#### Selected passage:
= Beginning of Section =

Recently, I met a very senior psychiatrist with more than three decades of experience. Having been practicing for a few years only, I asked him what in his experience was the reason for the rise in mental health issues like depression, anxiety, addiction and relational difficulties etc.

In his opinion it was the way family systems have changed in our culture over the decades. The shift from the joint family to the single-family unit—he believed—played a significant role in increasing mental health issues.

This statement made me wonder how entirely true this hypothesis was, but single or joint, in my own experience as a therapist, the family played a huge role in shaping the personality of an individual.

Freud, referred to as the father of psychology, emphasised the importance of early childhood experiences in shaping our personality and behaviour. He believed the type of parenting the child receives has a very powerful effect on the child’s personality development.

He believed that if we lack proper nurturing and parenting during early years it has a huge bearing on what kind of adults we are, our outlook of life, our choices etc. A simple example can be if parents are too strict or begin toilet training early, it can possibly lead to an anal-retentive personality developing, in which the individual is stern, orderly, rigid, and obsessive. On the other hand, too much leniency in toilet training can also lead to an anal expulsive personality, in which the individuals are messy, wasteful, or have a destructive personality.

A child is dependent on its mother even before it comes into the world, depending on primarily the mother but both the parents and family to protect it and provide for its needs. A child’s first relationships are with its parents and forms the blueprint for future relationships. The family has a very significant impact on the developing child, impacting attitudes, beliefs, opportunities, habits, and personality traits.

When one thinks of all this, being a parent is a very scary thought and sometimes even a father and mother aren’t enough to shoulder such a colossal responsibility. As a parent myself, I still wonder how I do it and I am sure I make mistakes on a daily basis.

Coming back to the argument about the single-family versus a joint family system; there are no doubt many advantages to a joint system but disadvantages too. No doubt a nurturing grandmother can compensate and add value to personality development as well as a mother. Or cousins can be siblings for an only child.

If I look at my own life experience, I had a complicated relationship with my mother. But I was very close to my maternal grandmother and the 3 months I spent with her every year made up for many toxic interactions with my own mom. In earlier times, many relatives like grandmothers and aunts or uncles played parental figures.

= End of Section =

#### Records supplied:
= Beginning of Section =

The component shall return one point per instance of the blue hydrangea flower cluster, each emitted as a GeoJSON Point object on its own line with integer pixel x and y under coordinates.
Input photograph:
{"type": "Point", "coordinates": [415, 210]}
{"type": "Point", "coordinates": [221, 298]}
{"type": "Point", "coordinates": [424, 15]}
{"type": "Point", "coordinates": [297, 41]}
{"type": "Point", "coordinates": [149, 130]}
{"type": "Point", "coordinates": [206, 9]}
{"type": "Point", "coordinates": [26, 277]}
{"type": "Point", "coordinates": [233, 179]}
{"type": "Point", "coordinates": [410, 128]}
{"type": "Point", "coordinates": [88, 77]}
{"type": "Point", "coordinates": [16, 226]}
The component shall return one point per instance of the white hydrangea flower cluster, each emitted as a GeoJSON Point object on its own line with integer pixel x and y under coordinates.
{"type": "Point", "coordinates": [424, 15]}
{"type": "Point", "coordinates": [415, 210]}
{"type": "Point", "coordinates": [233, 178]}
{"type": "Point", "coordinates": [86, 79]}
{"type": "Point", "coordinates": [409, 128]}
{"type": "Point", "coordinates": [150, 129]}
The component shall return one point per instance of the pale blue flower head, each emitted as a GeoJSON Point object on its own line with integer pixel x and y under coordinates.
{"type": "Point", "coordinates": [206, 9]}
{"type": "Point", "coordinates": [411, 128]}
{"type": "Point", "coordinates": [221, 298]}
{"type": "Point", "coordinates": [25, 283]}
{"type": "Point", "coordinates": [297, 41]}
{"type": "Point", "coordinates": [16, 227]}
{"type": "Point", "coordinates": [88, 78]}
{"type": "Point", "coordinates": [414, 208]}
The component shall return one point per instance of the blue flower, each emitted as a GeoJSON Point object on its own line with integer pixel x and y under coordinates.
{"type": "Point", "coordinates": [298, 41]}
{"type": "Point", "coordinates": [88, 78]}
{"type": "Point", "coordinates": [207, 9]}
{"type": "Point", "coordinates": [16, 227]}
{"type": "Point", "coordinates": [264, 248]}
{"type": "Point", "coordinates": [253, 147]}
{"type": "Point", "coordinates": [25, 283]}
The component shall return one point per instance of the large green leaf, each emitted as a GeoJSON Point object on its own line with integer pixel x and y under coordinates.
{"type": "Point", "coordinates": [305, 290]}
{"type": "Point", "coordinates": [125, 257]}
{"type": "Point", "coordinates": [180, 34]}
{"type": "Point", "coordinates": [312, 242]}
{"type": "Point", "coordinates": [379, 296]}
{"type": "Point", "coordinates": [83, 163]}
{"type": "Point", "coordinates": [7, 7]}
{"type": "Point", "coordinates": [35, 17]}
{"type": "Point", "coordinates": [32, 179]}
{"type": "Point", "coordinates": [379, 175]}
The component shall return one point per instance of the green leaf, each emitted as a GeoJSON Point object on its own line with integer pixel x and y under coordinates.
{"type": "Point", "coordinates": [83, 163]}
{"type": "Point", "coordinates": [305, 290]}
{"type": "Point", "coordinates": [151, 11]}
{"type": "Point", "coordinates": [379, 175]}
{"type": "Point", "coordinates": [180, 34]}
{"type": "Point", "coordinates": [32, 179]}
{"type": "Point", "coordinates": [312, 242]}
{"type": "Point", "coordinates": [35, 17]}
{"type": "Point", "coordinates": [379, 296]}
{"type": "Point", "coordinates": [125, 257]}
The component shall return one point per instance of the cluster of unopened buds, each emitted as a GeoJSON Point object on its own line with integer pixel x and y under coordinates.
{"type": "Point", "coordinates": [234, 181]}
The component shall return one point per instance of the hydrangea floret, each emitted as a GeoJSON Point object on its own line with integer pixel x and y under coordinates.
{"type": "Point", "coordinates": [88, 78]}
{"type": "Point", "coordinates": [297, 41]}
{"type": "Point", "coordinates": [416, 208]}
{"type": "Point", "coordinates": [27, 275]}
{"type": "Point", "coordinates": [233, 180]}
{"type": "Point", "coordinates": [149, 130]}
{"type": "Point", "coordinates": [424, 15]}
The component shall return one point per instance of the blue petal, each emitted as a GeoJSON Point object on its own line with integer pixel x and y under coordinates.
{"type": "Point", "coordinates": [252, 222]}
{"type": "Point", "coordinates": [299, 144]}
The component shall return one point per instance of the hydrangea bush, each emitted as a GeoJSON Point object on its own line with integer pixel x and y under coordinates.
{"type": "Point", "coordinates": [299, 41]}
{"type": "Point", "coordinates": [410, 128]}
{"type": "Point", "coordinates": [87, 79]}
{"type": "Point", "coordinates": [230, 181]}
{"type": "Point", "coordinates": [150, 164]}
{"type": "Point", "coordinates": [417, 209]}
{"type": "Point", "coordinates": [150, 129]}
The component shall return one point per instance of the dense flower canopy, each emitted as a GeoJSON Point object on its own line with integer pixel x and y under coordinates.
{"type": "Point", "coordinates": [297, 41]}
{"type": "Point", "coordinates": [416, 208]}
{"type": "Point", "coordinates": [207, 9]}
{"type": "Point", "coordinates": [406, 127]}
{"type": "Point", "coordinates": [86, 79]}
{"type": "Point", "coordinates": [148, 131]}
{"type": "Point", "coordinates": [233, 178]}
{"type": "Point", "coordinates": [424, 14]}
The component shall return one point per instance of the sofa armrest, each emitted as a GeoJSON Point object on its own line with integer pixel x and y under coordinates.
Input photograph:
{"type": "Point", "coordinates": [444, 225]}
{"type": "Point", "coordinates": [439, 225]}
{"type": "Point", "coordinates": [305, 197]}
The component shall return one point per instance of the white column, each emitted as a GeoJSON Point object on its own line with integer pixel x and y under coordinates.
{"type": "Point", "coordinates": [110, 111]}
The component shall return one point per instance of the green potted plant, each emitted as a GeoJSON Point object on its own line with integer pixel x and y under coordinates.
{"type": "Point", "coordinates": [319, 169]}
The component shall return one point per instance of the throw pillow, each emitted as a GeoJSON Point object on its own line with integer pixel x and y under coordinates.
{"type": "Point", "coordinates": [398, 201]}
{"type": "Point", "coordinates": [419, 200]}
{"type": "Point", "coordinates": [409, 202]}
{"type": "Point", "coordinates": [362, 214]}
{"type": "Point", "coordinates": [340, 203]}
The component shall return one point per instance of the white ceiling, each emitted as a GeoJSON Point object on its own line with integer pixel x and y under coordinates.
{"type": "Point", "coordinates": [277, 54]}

= End of Section =

#### Parts of the exercise:
• a. In the passage on family and mental health, what did the senior psychiatrist name as the cause of the rise in mental health issues?
• b. Carry on the passage on family and mental health, starting after its last sentence.

#### Numbered answers:
• a. The way family systems in the culture have changed over the decades, especially the shift from the joint family to the single-family unit.

• b.
In my experience, whatever mental health issues that my client faces or even my own process and journey is rooted in the early years.

The absence of a working father, an overworked overwhelmed mother, the sibling comparison or lack of a go-to person are all building blocks that contribute to a dysfunctional adult state. In some of my friends’ households, a few of them would have a grandmother they would share the room with, someone who was a stable unconditional sounding board for their stories, a warm hug, a trusting figure.

Now, modern families have parents who are busy, wrapped up in their own lives and in the name of giving space to their children, are less attentive and absent. Although whether our previous generations want to admit it or not, today’s generations have a tougher time. The issues are the same but there is more external un-safety and that contributes to more internal un-safety.

A child who suffers from sexual abuse from the hands of a servant but has only two working parents in the home has no one to tell as compared to maybe in the 80s and 90s where he might have an aunt or grandmother who could provide safety.

Plus, a large family gives the opportunity for more growth, as the conflict is greater. There are arguments between family members too but it gives the opportunity to a child to learn how to relate to so many different people. It’s like group therapy starting at a very early age.

Something to reflect on is that the modern family system we have now and our aversion to the joint family system might need some rethinking because the family system is the backbone of shaping personality, and having more nurturing figures for a child, would do a world of good.